● Consegna:
Rispondi per favore a queste domande sul brano su Havel riportato qui sotto:
1. In quale giorno Havel avrebbe compiuto ottanta anni?
2. Di quali due pensatori Havel aveva fatto suo il pensiero?
3. Qual è il titolo del suo testo fondamentale degli anni Settanta?

Il 5 ottobre Václav Havel avrebbe compiuto ottanta anni. A lui dobbiamo la battaglia contro la rassegnazione a Praga dopo l’invasione sovietica nel 1968, la nascita del movimento di Charta ‘77, la fine del comunismo in Cecoslovacchia, il divorzio indolore tra cechi e slovacchi dopo l’89, quando nello stesso tempo scoppiava la sanguinosa guerra delle nazioni nell’ex Jugoslavia, la riunificazione dell’Europa divisa dalla politica imperiale di Mosca.

A lui dobbiamo un pensiero politico di grande spessore e di straordinaria attualità. Egli ha insegnato il valore della resistenza morale in un sistema totalitario. Mentre oggi con un click su Facebook si pensa di potere cambiare il mondo, standosene comodamente davanti a un computer, Havel negli anni 70 invitava i cittadini ad aggiungere il proprio nome al manifesto dei firmatari della Charta, per dimostrare che era possibile rifondare dal basso una nuova vita sociale e politica che mettesse al centro il valore del dialogo, dell’amicizia e del rispetto dei diritti umani.

Havel aveva fatto suo il pensiero di Hannah Arendt e di Aleksandr Isaevič Solženicyn, secondo cui il potere comunista non era né una macchina invincibile, né un mostro demoniaco, ma una struttura molto fragile che si reggeva su un consenso passivo delle persone.

Se da un giorno all’altro - era il suo messaggio negli anni Settanta, nel suo testo fondamentale Il potere dei senza poter­e - i cittadini di Praga avessero cominciato a vivere nella quotidianità una vita diversa basata su nuovi valori, a poco a poco il potere si sarebbe eroso e si sarebbe trovato solo, fino all’esaurimento della sua forza.

Havel, a differenza di quanto credono oggi i grillini in Italia, non pensava che il cambiamento potesse avvenire dall’occupazione del potere dall’alto con la semplice sostituzione ai vertici dei disonesti con gli onesti, ma riteneva invece che fosse necessario avviare un grande percorso educativo con una lenta maturazione dal basso della società.

Se infatti non cambiava il modo di vita delle persone nella società civile, il potere politico non si sarebbe mai riformato. Per Havel, antigiacobino, non si trattava di conquistare il palazzo, come del resto avevano fatto i comunisti, ma di seminare con molta pazienza nuove pratiche di vita.

Ecco perché, non solo da un punto di vista tattico, Charta ‘77, il movimento da lui diretto, non chiedeva mai apertamente il cambiamento del sistema politico, perché andare troppo in fretta non solo avrebbe portato alla sconfitta politica, ma non avrebbe creato le condizioni di una maturazione morale del Paese. Prima di tutto bisognava costruire una nuova vita, non più basata sulla corruzione delle persone, ma incentrata sulla autenticità e sulla ricerca di una verità, e poi si poteva arrivare al cambiamento dei vertici.

● Dati registrati:

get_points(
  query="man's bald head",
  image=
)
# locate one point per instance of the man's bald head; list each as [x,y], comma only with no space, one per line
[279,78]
...
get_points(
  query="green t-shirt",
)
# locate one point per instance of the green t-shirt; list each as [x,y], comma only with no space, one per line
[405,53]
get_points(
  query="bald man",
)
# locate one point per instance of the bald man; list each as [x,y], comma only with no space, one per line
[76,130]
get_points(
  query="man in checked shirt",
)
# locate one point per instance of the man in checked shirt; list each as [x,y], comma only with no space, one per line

● Risultato finale:
1. Il 5 ottobre.
2. Hannah Arendt e Aleksandr Isaevič Solženicyn.
3. Il potere dei senza potere.